▶ Selected passage
You are viewing a plain text version of this content. The canonical link for it is here.
Posted to mapreduce-user@hadoop.apache.org by Stanley Xu <we...@gmail.com> on 2011/05/03 08:09:16 UTC

Is there any way I could keep both the Mapper and Reducer output in hdfs?

Dear all,

We have a task to run a map-reduce job multiple times to do some machine
learning calculation. We will first use a mapper to update the data
iteratively, and then use the reducer to process the output of the mapper to
update a global matrix. After that, we need to re-use the output of the
previous mapper(as a datasource) and reducer(as a set of parameters) to
re-run the map-reduce again to do another round of learning.

I am wondering is there any setting or API I could use to let the hadoop to
keep both the output of the mapper and reducer? Now it looks if it is a job
contains a reducer, it will delete the intermediate result generated by the
mapper.

Thanks.
Stanley Xu

Re: Is there any way I could keep both the Mapper and Reducer output in hdfs?

Posted by Stanley Xu <we...@gmail.com>.
Thanks Jason, will take a look to try MultipleOutputs for mapper.

Best wishes,
Stanley Xu



On Tue, May 3, 2011 at 11:25 PM, Jason <ur...@gmail.com> wrote:

> It is actually trivial to do using MultipleOutputs. You just need to emit
> your key-values to both MO and standard output context/collector in your
> mapper.
>
> Two things you should know about MO:
> 1. Early implementation has a serious (couple of order of magnitude)
> performance bug
> 2. Output files not created for empty output data.
>
>
>
> On May 2, 2011, at 11:09 PM, Stanley Xu <we...@gmail.com> wrote:
>
> > Dear all,
> >
> > We have a task to run a map-reduce job multiple times to do some machine
> learning calculation. We will first use a mapper to update the data
> iteratively, and then use the reducer to process the output of the mapper to
> update a global matrix. After that, we need to re-use the output of the
> previous mapper(as a datasource) and reducer(as a set of parameters) to
> re-run the map-reduce again to do another round of learning.
> >
> > I am wondering is there any setting or API I could use to let the hadoop
> to keep both the output of the mapper and reducer? Now it looks if it is a
> job contains a reducer, it will delete the intermediate result generated by
> the mapper.

▶ Directions
- A) In the thread, what happens to MultipleOutputs output files when the output data is empty?
- B) Write out the stretch of the thread from "On Tue, May" through "empty output data.".
The records have nothing to do with the thread.

▶ Extracted information
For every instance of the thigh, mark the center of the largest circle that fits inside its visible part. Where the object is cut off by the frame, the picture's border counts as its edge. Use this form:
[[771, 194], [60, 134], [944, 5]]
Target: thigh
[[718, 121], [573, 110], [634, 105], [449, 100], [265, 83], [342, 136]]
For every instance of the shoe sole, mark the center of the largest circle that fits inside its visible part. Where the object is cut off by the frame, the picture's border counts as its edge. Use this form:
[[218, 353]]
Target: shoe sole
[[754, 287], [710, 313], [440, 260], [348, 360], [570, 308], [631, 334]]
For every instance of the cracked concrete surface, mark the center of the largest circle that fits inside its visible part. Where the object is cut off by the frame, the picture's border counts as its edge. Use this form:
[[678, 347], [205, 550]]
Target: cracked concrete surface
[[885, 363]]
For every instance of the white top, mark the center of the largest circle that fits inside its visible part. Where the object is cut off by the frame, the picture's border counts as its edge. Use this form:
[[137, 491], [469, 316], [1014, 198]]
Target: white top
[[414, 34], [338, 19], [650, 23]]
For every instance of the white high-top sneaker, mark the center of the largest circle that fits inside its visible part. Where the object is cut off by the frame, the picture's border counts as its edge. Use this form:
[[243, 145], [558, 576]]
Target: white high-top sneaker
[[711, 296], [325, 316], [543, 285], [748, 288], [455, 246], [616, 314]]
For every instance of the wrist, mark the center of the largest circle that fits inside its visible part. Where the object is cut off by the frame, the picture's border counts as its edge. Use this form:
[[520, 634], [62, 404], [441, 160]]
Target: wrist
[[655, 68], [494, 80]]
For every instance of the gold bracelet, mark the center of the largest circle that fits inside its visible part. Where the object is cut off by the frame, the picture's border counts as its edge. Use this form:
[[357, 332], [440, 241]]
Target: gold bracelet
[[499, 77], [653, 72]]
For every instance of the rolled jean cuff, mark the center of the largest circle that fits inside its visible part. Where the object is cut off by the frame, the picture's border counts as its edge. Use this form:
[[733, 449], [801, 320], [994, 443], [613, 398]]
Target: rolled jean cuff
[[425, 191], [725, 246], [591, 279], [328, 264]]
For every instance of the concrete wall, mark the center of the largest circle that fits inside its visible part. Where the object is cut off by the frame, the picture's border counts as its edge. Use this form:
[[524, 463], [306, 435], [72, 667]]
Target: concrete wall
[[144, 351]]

▶ Completed exercise
- A) They are not created.

- B)
On Tue, May 3, 2011 at 11:25 PM, Jason <ur...@gmail.com> wrote:

> It is actually trivial to do using MultipleOutputs. You just need to emit
> your key-values to both MO and standard output context/collector in your
> mapper.
>
> Two things you should know about MO:
> 1. Early implementation has a serious (couple of order of magnitude)
> performance bug
> 2. Output files not created for empty output data.